- [Brief]: The data is to be transcribed in full, with nothing missed.

(Items from a data source)
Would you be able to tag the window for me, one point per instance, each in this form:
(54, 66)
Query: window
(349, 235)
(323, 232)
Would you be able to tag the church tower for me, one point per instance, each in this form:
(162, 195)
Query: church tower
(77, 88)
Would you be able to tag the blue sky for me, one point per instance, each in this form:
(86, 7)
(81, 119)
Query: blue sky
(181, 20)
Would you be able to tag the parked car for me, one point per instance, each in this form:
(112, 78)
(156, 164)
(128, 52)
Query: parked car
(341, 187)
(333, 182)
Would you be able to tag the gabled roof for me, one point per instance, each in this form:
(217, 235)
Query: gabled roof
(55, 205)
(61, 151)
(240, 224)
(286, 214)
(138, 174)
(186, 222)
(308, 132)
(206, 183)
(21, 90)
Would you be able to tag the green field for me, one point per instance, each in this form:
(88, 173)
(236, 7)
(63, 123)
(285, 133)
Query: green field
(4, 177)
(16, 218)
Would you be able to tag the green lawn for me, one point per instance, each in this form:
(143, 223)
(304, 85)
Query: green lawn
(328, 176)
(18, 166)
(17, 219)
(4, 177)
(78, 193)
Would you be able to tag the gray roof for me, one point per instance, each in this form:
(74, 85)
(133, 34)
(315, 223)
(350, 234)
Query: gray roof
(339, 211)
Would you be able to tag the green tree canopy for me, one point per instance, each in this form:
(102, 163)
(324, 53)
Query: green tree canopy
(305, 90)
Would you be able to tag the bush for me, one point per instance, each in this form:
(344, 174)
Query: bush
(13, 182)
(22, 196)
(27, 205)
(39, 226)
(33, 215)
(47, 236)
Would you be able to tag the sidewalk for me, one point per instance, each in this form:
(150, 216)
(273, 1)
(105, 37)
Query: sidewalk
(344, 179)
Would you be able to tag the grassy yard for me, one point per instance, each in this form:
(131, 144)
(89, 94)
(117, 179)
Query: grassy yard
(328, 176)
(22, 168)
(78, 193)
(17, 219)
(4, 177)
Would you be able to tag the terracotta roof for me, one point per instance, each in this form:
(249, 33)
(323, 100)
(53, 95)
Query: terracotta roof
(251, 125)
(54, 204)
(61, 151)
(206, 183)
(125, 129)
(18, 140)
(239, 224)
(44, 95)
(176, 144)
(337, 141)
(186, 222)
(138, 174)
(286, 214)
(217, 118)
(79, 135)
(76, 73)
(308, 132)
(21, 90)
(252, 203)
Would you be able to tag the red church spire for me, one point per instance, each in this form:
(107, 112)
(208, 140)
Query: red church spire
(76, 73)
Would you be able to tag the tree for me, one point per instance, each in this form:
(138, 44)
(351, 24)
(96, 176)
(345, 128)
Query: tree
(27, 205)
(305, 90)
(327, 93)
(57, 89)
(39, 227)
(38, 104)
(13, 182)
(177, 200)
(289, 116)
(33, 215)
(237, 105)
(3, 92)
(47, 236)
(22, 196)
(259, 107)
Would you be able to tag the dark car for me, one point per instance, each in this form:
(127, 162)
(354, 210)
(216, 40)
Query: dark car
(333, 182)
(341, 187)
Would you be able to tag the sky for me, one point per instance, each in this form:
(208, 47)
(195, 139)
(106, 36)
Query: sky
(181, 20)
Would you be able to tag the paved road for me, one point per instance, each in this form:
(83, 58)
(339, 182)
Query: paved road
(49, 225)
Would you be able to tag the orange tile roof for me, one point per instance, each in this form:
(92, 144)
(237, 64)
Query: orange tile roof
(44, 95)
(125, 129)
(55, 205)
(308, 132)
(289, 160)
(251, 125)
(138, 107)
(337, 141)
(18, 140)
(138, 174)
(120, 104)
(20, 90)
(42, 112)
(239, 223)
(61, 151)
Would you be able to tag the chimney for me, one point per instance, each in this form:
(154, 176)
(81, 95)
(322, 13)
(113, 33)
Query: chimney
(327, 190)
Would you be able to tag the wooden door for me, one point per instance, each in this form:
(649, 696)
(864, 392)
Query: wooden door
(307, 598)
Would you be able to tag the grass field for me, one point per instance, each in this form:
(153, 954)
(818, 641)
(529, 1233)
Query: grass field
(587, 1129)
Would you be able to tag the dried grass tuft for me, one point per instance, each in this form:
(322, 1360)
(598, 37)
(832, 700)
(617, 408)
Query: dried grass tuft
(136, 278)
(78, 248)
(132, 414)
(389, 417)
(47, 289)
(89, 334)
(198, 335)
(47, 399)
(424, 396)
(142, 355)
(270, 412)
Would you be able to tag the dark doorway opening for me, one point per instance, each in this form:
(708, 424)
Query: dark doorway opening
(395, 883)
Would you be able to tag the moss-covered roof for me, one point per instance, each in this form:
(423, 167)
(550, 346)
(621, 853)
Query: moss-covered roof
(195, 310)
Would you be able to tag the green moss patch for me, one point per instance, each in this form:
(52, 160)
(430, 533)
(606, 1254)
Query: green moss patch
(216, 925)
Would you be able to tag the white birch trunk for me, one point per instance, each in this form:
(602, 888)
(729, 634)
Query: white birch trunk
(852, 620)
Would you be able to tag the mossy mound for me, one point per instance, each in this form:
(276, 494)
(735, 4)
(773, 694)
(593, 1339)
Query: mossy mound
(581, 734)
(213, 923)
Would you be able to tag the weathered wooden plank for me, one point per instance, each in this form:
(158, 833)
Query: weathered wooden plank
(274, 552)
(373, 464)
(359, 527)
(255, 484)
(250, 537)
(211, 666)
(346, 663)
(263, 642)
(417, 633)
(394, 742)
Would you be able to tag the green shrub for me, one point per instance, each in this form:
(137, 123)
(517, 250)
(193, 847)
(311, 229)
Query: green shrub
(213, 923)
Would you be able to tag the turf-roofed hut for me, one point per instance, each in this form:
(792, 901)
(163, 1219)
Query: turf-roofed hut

- [Answer for the task]:
Would you be able to tag the window for me, one point per instance, each in this form:
(54, 66)
Query: window
(349, 235)
(323, 232)
Would you be able to tag the church tower for me, one point per instance, each in this form:
(162, 195)
Query: church tower
(77, 88)
Would you be able to tag the blue sky for me, one point per instance, each in this form:
(86, 7)
(81, 119)
Query: blue sky
(181, 20)
Would you be able to tag the parked car for me, one point per instance, each in this form:
(112, 78)
(156, 164)
(128, 52)
Query: parked car
(341, 187)
(333, 182)
Would you be able to tag the gabled roof for me, one point per instance, each in this form:
(217, 235)
Query: gabled roof
(55, 205)
(61, 151)
(240, 224)
(286, 214)
(138, 174)
(186, 222)
(308, 132)
(206, 183)
(21, 90)
Would you be able to tag the green field for me, one point per instance, each in this form:
(88, 173)
(236, 7)
(63, 123)
(285, 133)
Query: green field
(4, 177)
(16, 218)
Would you be able to tag the green lawn for me, one point per instance, each in this form:
(143, 223)
(304, 85)
Query: green lawn
(328, 176)
(18, 166)
(17, 219)
(4, 177)
(78, 193)
Would you be able to tag the gray roof for me, one point per instance, each in this form:
(74, 85)
(133, 34)
(315, 223)
(350, 234)
Query: gray roof
(339, 211)
Would you be able to tag the green tree canopy for me, one point per instance, each in this form:
(102, 163)
(324, 53)
Query: green tree canopy
(305, 90)
Would you be able to tag the bush for me, one point per instance, each in this form:
(344, 174)
Query: bush
(13, 182)
(22, 196)
(27, 205)
(39, 226)
(33, 215)
(47, 236)
Would you be able to tag the sidewalk for me, one point per instance, each in this form:
(150, 216)
(273, 1)
(105, 37)
Query: sidewalk
(344, 179)
Would you be able to tag the grassy yard for me, one point per instance, each in this form:
(131, 144)
(89, 94)
(117, 179)
Query: grassy yard
(328, 176)
(22, 168)
(78, 193)
(17, 219)
(4, 177)
Would you be able to tag the terracotta roof for me, one point per instance, each in this form:
(249, 33)
(323, 100)
(53, 95)
Query: terracotta roof
(251, 125)
(54, 204)
(61, 151)
(206, 183)
(125, 129)
(18, 140)
(239, 224)
(44, 95)
(176, 144)
(337, 141)
(186, 222)
(138, 174)
(286, 214)
(217, 118)
(79, 135)
(76, 73)
(308, 132)
(21, 90)
(252, 203)
Would you be able to tag the red church spire for me, one point per instance, each in this form:
(107, 112)
(208, 140)
Query: red church spire
(76, 73)
Would you be able to tag the tree for me, one point per instance, each in this form:
(138, 44)
(351, 24)
(96, 176)
(345, 128)
Query: tree
(27, 205)
(305, 90)
(327, 93)
(57, 89)
(39, 227)
(38, 104)
(13, 182)
(177, 200)
(289, 116)
(33, 215)
(237, 105)
(3, 92)
(47, 236)
(22, 196)
(259, 107)
Would you be able to tag the dark car for me, one point per instance, each in this form:
(127, 162)
(354, 210)
(216, 40)
Query: dark car
(333, 182)
(341, 187)
Would you be able to tag the sky for me, one point per instance, each in this form:
(208, 47)
(195, 139)
(106, 36)
Query: sky
(181, 20)
Would you be able to tag the paved road for me, one point per instance, each in this form:
(83, 58)
(339, 182)
Query: paved road
(49, 225)
Would you be able to tag the orange tile roof for me, one point per instance, each in this form:
(92, 144)
(237, 64)
Query: orange tile roof
(44, 95)
(125, 129)
(55, 205)
(308, 132)
(289, 160)
(251, 125)
(138, 107)
(337, 141)
(18, 140)
(138, 174)
(120, 104)
(20, 90)
(42, 112)
(239, 223)
(61, 151)
Would you be able to tag the chimney for me, one point per instance, each in this form:
(154, 176)
(81, 95)
(322, 13)
(113, 33)
Query: chimney
(327, 190)
Would you be able to tag the wooden door for me, one point per instance, each in this form:
(649, 696)
(864, 392)
Query: wooden door
(307, 598)
Would you be able to tag the grass field for me, one point per instance, each in this form:
(153, 954)
(818, 641)
(529, 1233)
Query: grass field
(587, 1129)
Would you be able to tag the dried grass tuft for me, one point per instance, each in this form:
(322, 1360)
(598, 37)
(832, 700)
(617, 408)
Query: dried grass tuft
(136, 278)
(78, 248)
(132, 414)
(389, 417)
(47, 289)
(89, 334)
(198, 335)
(47, 399)
(424, 396)
(142, 355)
(270, 412)
Would you be able to tag the dark doorway opening for me, one point per instance, each in this form:
(708, 424)
Query: dark doorway opening
(395, 883)
Would you be able to tag the moss-covered roof for me, one point per instance, each in this form:
(423, 167)
(550, 346)
(621, 853)
Query: moss-covered roof
(195, 310)
Would you be able to tag the green moss patch for me, one point per instance, each in this form:
(52, 160)
(430, 533)
(606, 1254)
Query: green moss patch
(216, 925)
Would you be able to tag the white birch trunk for me, one point per instance, each in this form:
(602, 888)
(729, 634)
Query: white birch trunk
(852, 620)
Would you be able to tag the mossy mound for me, one point per instance, each in this form:
(276, 494)
(735, 4)
(773, 694)
(593, 1339)
Query: mossy mound
(581, 734)
(213, 923)
Would you be able to tag the weathered wooden plank for me, one point per instance, each in this form:
(158, 833)
Query: weathered wooden plank
(274, 552)
(373, 464)
(359, 527)
(255, 484)
(250, 537)
(211, 666)
(346, 663)
(263, 642)
(417, 633)
(394, 742)
Would you be able to tag the green shrub for me, one point per instance, each in this form:
(137, 123)
(517, 250)
(193, 847)
(311, 229)
Query: green shrub
(213, 923)
Would you be able to tag the turf-roofed hut for me, one point per instance, each in this form:
(792, 901)
(163, 1219)
Query: turf-roofed hut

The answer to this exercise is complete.